■ **EXERCISE PROMPT**
In the text on wellness, rewrite the paragraph beginning "Maslow presents his well-considered hierarchy of needs" as a shorter paragraph that keeps its main facts.

■ **SELECTED EXCERPT**
Wellness Is More Than Physical Health
Medicine defines wellness as being healthy.
And it is.
Most people view wellness, or being well, as being physically healthy.
But wellness, in holistic terms, is actually more than that.
Consider that psychiatry is a branch of medicine.
Also consider that MD's who are not psychiatrists prescribe anti-depressants, sedatives, and sleep aids daily.
Since pain and disease effect the rest of life, wellness assumes physical health. Physical health is basic to wellness, and a given.
But wellness implies a fullness of life that goes beyond the physical. It is functioning as the human organism was meant to function on every level, and includes the mind and the spirit as well as the body.
Because wellness includes the mind and the spirit, wellness can be viewed in the light of Abraham Maslow, his needs hierarchy, and his study of psychological health.
It can also be viewed in the light of Carl Jung, and the quest for the spiritual in life that he found to be central to good health.
Maslow presents his well-considered hierarchy of needs as a preface to his study of psychological health and identifies the physiological or bodily needs as the most basic of all needs because a person who is starving or thirsty will have little inclination toward satisfying the higher needs for safety, love, belonging, esteem, and self-actualization.
However, what is apparent to anyone involved in health, or anyone who has spent time around a seriously ill person, is that the physically ill are often incapable of caring for themselves at even the most basic, physical level and that at the extreme, or close to it, may need to be provided with tubes for their nutrition and hydration, and even breathing and elimination.
Just as apparent is the fact that people in severe pain are incapable of enjoying wellness at almost any level, and sometimes even lose their spiritual awareness of life in their illness.

■ **PROVIDED RECORDS**
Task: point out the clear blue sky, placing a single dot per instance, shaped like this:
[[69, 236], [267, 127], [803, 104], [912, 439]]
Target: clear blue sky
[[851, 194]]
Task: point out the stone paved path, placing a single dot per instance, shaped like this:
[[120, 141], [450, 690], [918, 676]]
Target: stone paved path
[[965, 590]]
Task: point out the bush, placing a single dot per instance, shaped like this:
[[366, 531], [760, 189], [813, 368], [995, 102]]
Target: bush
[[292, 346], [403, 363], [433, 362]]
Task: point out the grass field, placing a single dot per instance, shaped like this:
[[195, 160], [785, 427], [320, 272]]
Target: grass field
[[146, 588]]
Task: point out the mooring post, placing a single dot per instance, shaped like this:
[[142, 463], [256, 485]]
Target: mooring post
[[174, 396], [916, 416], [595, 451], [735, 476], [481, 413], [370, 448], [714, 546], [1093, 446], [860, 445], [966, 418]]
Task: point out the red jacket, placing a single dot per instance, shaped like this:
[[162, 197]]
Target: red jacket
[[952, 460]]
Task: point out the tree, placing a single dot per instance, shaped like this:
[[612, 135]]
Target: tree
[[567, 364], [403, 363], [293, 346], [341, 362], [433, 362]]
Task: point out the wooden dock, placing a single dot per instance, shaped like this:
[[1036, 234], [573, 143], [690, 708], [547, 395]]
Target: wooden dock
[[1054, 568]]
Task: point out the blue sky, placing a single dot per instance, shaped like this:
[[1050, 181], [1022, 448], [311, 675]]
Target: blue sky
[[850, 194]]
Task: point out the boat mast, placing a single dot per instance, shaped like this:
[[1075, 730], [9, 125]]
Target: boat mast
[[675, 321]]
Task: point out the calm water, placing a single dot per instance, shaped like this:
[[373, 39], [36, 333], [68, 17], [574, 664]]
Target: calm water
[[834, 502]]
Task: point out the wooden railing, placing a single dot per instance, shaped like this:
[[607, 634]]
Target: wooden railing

■ **RESPONSE FOR THIS EXERCISE**
Maslow introduces his hierarchy of needs before his study of psychological health. He ranks physiological needs as the most basic, because a starving or thirsty person will have little inclination to pursue the higher needs for safety, love, belonging, esteem, and self-actualization.